▶ **What is being asked**: Could you recast every line of the rows below as a Markdown table with two columns, Number and Text, giving each line a number and leaving out the blank lines?

──────── Records provided

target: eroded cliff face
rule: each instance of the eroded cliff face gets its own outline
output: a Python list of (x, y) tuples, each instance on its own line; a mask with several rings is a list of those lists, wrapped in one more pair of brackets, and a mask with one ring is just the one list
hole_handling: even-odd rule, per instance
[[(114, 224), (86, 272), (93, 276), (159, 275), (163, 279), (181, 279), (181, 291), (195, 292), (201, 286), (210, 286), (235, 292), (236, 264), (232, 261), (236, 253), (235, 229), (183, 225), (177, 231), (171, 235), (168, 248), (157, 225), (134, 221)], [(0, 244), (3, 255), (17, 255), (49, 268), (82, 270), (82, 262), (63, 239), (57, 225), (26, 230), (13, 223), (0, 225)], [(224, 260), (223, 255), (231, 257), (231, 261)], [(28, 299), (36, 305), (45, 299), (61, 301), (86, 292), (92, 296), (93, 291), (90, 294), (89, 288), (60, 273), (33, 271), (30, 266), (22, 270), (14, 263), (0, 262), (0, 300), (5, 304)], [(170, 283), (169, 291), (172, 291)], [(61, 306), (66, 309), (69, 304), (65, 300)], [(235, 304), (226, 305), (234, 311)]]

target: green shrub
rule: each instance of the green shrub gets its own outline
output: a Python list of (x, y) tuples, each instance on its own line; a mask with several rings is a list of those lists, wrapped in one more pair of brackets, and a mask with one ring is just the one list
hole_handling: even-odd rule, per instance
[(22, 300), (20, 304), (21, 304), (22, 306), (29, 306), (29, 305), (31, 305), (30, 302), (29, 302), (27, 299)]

────────────────

▶ **Task result**:
| Number | Text |
|---|---|
| 1 | target: eroded cliff face |
| 2 | rule: each instance of the eroded cliff face gets its own outline |
| 3 | output: a Python list of (x, y) tuples, each instance on its own line; a mask with several rings is a list of those lists, wrapped in one more pair of brackets, and a mask with one ring is just the one list |
| 4 | hole_handling: even-odd rule, per instance |
| 5 | [[(114, 224), (86, 272), (93, 276), (159, 275), (163, 279), (181, 279), (181, 291), (195, 292), (201, 286), (210, 286), (235, 292), (236, 264), (232, 261), (236, 253), (235, 229), (183, 225), (177, 231), (171, 235), (168, 248), (157, 225), (134, 221)], [(0, 244), (3, 255), (17, 255), (49, 268), (82, 270), (82, 262), (63, 239), (57, 225), (26, 230), (13, 223), (0, 225)], [(224, 260), (223, 255), (231, 257), (231, 261)], [(28, 299), (36, 305), (45, 299), (61, 301), (86, 292), (92, 296), (93, 291), (90, 294), (89, 288), (60, 273), (33, 271), (30, 266), (22, 270), (14, 263), (0, 262), (0, 300), (5, 304)], [(170, 283), (169, 291), (172, 291)], [(61, 306), (66, 309), (69, 304), (65, 300)], [(235, 304), (226, 305), (234, 311)]] |
| 6 | target: green shrub |
| 7 | rule: each instance of the green shrub gets its own outline |
| 8 | output: a Python list of (x, y) tuples, each instance on its own line; a mask with several rings is a list of those lists, wrapped in one more pair of brackets, and a mask with one ring is just the one list |
| 9 | hole_handling: even-odd rule, per instance |
| 10 | [(22, 300), (20, 304), (21, 304), (22, 306), (29, 306), (29, 305), (31, 305), (30, 302), (29, 302), (27, 299)] |